THE REQUEST = Lay out the following lines as a numbered list, leaving out any blank lines: begin at the line containing "Q: Please detect the black eyeglass" and stop after the line containing "[383,176,433,281]". List only those lines.

☆ ☆ ☆ ☆ ☆ ☆ ☆

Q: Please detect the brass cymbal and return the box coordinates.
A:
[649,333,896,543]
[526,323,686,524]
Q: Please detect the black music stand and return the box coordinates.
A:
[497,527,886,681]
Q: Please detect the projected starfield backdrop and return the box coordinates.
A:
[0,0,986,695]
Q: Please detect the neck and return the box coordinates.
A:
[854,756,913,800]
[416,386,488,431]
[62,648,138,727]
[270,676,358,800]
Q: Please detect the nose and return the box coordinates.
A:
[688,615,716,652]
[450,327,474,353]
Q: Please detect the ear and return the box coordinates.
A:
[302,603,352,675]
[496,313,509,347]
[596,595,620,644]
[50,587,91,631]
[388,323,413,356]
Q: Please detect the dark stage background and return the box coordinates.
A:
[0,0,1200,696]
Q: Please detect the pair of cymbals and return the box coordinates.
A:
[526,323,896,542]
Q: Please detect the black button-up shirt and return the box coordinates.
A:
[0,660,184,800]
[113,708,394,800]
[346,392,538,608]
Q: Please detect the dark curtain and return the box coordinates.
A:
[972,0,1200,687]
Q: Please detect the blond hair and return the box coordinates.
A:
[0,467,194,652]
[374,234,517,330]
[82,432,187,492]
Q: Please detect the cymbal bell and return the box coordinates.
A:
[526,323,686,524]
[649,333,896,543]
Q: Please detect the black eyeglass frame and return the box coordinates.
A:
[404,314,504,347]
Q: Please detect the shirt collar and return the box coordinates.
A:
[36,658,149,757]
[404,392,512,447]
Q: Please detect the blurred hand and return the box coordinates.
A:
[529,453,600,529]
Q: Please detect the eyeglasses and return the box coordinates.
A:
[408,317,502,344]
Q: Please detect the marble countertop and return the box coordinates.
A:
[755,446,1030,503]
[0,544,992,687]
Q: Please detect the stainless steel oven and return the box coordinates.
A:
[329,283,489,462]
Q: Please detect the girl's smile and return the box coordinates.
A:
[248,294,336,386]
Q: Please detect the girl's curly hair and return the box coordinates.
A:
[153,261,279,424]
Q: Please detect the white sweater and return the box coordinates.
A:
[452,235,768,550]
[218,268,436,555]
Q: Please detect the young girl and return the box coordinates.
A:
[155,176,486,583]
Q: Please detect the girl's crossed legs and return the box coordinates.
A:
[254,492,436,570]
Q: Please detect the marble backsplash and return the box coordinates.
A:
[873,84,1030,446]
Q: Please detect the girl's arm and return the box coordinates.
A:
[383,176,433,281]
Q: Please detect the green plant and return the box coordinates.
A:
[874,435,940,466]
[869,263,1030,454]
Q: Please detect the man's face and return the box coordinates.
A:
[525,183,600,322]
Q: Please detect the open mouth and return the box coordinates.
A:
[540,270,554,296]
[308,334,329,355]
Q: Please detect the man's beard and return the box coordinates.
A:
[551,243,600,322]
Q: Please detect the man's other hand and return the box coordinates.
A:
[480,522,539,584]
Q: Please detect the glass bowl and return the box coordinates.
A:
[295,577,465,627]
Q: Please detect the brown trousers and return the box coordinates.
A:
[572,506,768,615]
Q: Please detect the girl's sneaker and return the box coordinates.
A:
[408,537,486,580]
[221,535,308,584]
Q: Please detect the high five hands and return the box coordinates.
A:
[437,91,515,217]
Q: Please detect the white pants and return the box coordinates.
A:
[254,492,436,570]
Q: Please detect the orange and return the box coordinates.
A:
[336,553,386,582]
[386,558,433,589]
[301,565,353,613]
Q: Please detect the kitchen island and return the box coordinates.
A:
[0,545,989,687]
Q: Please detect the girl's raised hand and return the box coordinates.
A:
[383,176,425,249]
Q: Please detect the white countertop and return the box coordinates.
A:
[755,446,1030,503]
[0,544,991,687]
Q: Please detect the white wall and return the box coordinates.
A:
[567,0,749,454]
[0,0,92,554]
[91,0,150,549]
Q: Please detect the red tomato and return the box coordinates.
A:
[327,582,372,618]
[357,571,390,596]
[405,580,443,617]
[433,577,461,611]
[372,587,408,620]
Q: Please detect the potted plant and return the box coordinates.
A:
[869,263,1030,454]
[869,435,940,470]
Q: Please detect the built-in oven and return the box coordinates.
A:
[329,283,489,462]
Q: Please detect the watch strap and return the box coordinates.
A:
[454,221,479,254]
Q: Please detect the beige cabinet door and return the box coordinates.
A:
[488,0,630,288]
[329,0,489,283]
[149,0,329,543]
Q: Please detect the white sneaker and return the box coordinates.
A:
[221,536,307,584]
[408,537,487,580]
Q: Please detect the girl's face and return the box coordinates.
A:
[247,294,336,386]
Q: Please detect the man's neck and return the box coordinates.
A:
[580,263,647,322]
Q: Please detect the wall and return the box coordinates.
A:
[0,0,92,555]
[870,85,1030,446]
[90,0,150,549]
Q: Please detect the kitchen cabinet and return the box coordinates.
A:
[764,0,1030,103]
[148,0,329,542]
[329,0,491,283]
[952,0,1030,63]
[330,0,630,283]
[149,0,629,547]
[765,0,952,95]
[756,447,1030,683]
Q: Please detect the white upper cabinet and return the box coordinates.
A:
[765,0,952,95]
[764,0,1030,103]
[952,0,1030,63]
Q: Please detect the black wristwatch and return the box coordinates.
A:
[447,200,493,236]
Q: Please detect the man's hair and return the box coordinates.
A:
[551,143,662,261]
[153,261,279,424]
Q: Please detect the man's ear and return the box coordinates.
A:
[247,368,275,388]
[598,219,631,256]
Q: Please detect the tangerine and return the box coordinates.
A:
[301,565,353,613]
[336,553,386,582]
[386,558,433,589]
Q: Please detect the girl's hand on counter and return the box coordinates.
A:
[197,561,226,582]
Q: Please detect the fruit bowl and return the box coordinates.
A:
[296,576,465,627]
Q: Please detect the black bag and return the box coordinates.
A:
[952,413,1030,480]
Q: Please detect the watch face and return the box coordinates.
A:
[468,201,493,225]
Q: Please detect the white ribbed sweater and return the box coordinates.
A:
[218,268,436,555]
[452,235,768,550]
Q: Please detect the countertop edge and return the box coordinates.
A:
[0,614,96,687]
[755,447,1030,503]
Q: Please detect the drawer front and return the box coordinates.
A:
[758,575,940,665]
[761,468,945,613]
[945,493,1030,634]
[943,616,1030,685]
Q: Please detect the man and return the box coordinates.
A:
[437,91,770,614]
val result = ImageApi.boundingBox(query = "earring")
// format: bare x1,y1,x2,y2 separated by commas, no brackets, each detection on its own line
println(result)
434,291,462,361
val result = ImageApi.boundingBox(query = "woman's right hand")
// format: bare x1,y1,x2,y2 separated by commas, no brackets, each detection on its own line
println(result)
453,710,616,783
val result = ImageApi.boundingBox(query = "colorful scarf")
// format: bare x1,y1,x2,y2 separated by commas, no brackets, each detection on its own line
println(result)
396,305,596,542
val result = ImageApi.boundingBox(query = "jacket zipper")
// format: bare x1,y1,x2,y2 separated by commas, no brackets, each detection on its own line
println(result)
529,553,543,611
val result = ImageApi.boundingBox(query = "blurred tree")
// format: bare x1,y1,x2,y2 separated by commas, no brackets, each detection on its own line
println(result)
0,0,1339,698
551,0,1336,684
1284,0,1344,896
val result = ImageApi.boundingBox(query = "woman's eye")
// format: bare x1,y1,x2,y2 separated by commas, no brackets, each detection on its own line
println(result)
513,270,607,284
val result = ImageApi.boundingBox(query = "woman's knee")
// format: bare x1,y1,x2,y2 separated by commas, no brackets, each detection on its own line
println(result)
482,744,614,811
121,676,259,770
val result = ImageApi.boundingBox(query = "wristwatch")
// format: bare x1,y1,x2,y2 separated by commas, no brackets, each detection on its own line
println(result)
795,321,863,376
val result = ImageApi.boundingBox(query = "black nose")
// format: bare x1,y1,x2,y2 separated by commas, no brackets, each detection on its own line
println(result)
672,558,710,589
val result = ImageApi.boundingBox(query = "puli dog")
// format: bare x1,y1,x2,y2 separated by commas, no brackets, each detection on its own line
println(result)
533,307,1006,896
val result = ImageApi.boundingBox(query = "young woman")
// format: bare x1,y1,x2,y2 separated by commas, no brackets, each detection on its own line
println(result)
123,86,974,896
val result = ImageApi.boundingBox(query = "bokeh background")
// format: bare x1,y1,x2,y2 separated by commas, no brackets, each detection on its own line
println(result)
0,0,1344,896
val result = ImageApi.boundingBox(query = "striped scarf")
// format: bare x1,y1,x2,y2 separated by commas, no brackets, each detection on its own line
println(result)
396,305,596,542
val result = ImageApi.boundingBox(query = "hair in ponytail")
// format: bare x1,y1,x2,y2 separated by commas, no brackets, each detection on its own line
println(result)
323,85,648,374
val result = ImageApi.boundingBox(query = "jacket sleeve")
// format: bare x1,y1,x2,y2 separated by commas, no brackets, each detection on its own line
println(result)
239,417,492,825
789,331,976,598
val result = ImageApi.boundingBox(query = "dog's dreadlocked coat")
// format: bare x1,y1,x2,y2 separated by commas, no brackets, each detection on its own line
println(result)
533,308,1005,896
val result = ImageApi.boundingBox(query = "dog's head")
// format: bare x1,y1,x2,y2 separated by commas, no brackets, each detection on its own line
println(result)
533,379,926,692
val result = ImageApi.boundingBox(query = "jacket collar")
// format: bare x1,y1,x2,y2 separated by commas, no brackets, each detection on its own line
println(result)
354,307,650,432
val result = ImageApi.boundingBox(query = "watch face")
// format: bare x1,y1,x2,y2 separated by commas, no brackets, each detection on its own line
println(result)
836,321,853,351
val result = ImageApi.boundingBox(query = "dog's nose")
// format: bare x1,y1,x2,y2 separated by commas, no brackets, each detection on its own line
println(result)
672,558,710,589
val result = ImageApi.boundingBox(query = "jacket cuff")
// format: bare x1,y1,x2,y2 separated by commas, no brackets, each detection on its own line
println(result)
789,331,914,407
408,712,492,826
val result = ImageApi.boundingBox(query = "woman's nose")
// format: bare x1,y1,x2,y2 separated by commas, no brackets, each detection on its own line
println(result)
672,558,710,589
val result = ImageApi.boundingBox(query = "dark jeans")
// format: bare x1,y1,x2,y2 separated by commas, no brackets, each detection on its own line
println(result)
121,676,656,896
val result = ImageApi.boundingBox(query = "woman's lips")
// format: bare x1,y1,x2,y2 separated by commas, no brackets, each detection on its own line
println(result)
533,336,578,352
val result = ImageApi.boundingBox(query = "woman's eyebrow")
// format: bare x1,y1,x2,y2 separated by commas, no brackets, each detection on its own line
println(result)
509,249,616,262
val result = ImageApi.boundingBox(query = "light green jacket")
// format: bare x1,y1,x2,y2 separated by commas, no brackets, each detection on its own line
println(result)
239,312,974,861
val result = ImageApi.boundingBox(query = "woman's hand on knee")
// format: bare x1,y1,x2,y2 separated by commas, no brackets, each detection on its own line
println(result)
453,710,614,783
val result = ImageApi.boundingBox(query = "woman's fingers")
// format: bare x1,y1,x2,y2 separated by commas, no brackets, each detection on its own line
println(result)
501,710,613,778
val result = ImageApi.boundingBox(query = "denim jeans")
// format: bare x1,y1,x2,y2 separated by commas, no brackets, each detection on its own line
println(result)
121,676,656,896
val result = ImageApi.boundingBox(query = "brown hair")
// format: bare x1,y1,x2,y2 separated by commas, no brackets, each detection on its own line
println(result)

☆ ☆ ☆ ☆ ☆ ☆ ☆

RESULT OF THIS EXERCISE =
1. Q: Please detect the black eyeglass frame and return the box coordinates.
2. A:
3. [404,314,504,347]
4. Q: Please detect the shirt collar and return the box coordinates.
5. A:
6. [36,658,149,757]
7. [404,392,512,447]
8. Q: Please detect the blurred hand and return the box coordinates.
9. A:
10. [529,453,600,529]
11. Q: Please detect the eyeglasses and return the box coordinates.
12. A:
13. [408,317,502,344]
14. Q: Please detect the marble countertop and return the box coordinates.
15. A:
16. [755,446,1030,503]
17. [0,544,992,687]
18. Q: Please detect the stainless steel oven and return the box coordinates.
19. A:
20. [329,283,489,462]
21. Q: Please detect the girl's smile and return the box coordinates.
22. A:
23. [248,294,336,386]
24. Q: Please detect the girl's curly hair and return the box coordinates.
25. A:
26. [153,261,279,424]
27. Q: Please detect the white sweater and return the box coordinates.
28. A:
29. [452,235,768,550]
30. [218,268,436,555]
31. Q: Please detect the young girl and return the box coordinates.
32. A:
33. [155,176,486,583]
34. Q: Please detect the girl's crossed legs and return the box coordinates.
35. A:
36. [254,492,436,570]
37. Q: Please detect the marble backsplash and return the box coordinates.
38. A:
39. [873,84,1030,446]
40. Q: Please detect the girl's arm and return the box coordinates.
41. A:
42. [383,176,433,281]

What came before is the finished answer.